• _The request_:
Quote the data below in full, please, without altering anything.

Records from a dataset
::::::::::

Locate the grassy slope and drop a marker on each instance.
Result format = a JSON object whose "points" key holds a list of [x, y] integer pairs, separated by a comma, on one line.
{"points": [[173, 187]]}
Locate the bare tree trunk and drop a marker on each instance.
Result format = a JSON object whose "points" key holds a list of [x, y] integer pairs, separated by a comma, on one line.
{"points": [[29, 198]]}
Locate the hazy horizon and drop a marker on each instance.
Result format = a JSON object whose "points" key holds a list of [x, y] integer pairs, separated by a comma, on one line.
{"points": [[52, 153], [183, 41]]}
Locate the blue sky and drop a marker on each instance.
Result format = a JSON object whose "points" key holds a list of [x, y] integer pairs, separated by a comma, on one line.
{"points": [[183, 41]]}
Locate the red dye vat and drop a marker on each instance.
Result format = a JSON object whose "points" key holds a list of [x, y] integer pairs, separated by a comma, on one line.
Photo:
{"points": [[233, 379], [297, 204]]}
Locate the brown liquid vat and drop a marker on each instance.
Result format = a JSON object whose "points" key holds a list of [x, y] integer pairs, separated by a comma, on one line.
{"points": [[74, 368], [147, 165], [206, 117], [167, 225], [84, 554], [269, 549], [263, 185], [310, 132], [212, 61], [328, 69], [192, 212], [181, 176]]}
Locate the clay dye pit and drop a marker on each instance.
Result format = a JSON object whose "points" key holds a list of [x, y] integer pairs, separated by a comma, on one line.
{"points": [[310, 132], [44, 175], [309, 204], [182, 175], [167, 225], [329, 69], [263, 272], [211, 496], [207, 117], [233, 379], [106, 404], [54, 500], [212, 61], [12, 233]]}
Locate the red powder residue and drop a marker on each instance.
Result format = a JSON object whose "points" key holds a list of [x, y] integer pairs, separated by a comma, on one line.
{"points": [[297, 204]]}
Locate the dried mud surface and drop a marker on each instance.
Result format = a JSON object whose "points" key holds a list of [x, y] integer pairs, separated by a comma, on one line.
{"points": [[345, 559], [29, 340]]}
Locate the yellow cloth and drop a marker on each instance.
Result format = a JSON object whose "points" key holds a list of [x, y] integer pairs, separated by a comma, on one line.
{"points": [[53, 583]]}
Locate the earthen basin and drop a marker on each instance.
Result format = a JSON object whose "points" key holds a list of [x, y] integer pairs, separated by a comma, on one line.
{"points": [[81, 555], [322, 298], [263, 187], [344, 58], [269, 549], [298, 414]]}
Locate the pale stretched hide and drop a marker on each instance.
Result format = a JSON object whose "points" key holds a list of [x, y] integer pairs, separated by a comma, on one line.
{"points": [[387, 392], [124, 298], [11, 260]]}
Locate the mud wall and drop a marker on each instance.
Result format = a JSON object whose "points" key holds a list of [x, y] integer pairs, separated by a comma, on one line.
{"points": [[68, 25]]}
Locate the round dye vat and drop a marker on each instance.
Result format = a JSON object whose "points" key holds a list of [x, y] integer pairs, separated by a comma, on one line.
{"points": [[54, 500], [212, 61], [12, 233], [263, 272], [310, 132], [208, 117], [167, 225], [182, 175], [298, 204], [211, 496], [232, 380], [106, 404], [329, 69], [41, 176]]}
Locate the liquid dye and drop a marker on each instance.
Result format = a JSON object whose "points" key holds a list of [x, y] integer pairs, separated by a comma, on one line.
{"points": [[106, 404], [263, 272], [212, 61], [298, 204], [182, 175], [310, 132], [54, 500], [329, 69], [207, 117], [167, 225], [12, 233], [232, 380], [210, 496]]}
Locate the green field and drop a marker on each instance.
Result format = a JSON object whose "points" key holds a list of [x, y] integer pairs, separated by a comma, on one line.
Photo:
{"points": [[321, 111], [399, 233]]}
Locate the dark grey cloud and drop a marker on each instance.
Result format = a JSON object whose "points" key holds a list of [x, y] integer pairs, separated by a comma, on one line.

::::::::::

• _Solution_:
Locate the grassy slope and drop a marker on each instance.
Result format = a JSON object whose "points" key holds a list of [x, y] integer pairs, separated by a comma, on one line.
{"points": [[173, 187]]}
Locate the bare tree trunk and drop a marker on each instance.
Result format = a JSON object whose "points" key holds a list of [x, y] integer pairs, separated by a comma, on one line.
{"points": [[29, 198]]}
Locate the hazy horizon and drop a marker on each instance.
Result format = a JSON object whose "points" key holds a list of [x, y] integer pairs, separated by a comma, on one line.
{"points": [[52, 153], [183, 41]]}
Locate the blue sky and drop a marker on each instance.
Result format = a JSON object whose "points" key holds a list of [x, y] integer pairs, separated by a comma, on one line.
{"points": [[183, 41]]}
Locate the red dye vat and drop a marker on each instance.
Result format = a JSON object whose "points" key holds a list of [x, y] integer pairs, separated by a comma, on one line.
Photo:
{"points": [[233, 379], [297, 204]]}
Locate the brown liquid vat and drop a marker on each instance.
Result format = a JSON object whose "points" key holds a list of [x, y] integer pairs, separated by a comma, on one line.
{"points": [[74, 368], [147, 165], [206, 117], [167, 225], [84, 554], [269, 549], [263, 185], [310, 132], [212, 61], [328, 69], [192, 212], [181, 176]]}
Locate the clay dye pit and drop a marker on each instance.
Result format = a JSON object whose "points" key holds a list of [x, y] integer pairs, separated by a comma, on one line.
{"points": [[310, 132], [44, 175], [309, 204], [182, 175], [167, 225], [329, 69], [263, 272], [211, 496], [207, 117], [233, 379], [106, 404], [54, 500], [212, 61], [12, 233]]}
Locate the red powder residue and drop a marker on each instance.
Result format = a JSON object whose "points" key holds a list of [x, y] integer pairs, separated by a comma, on one line.
{"points": [[297, 204]]}
Locate the dried mud surface and drop a marker on each instance.
Result format = a JSON object whose "points" key holds a list of [x, y] integer pairs, separated by a comma, on one line.
{"points": [[345, 559], [29, 340]]}
Locate the yellow cloth and drop a marker on each instance.
Result format = a JSON object whose "points" key holds a list of [x, y] integer pairs, separated by a comma, on one line.
{"points": [[53, 583]]}
Locate the earthen basin and drop a marker on each instance.
Result format = a JSON object whose "points" key holds a list of [x, y] integer pairs, separated by a comma, on one line.
{"points": [[81, 555], [322, 298], [263, 187], [344, 58], [269, 549], [298, 414]]}
Locate the pale stretched hide and drop a marker on each instance.
Result format = a JSON object whose "points" key holds a list of [x, y] integer pairs, separated by a comma, on one line.
{"points": [[387, 392], [124, 298], [11, 260]]}
Locate the mud wall and drop a marker on each instance.
Result format = a JSON object whose "points" key holds a list of [x, y] integer pairs, separated by a comma, on one line.
{"points": [[68, 25]]}
Locate the round dye vat and drop a marker on each instance.
Result format = a JSON object whose "points" key holds a list of [x, y] integer pairs, separated by a comma, on one line.
{"points": [[54, 500], [212, 61], [12, 233], [263, 272], [310, 132], [208, 117], [167, 225], [182, 175], [298, 204], [211, 496], [232, 380], [106, 404], [329, 69], [41, 176]]}
Locate the liquid dye and drop a marker on each instance.
Result format = a JSON object whose "points" key holds a list of [x, y] integer pairs, separated by a comma, on one line.
{"points": [[106, 404], [263, 272], [212, 61], [298, 204], [182, 175], [310, 132], [54, 500], [329, 69], [207, 117], [167, 225], [12, 233], [232, 380], [210, 496]]}
Locate the green field and drop a marker on each instance.
Result format = a JSON object whose "points" key holds a list of [x, y] integer pairs, separated by a comma, on one line.
Photo:
{"points": [[321, 111], [399, 233]]}
Locate the dark grey cloud and drop a marker on each instance.
Result format = a JSON object whose "points" key holds a list of [x, y] integer pairs, separated by a comma, on one line.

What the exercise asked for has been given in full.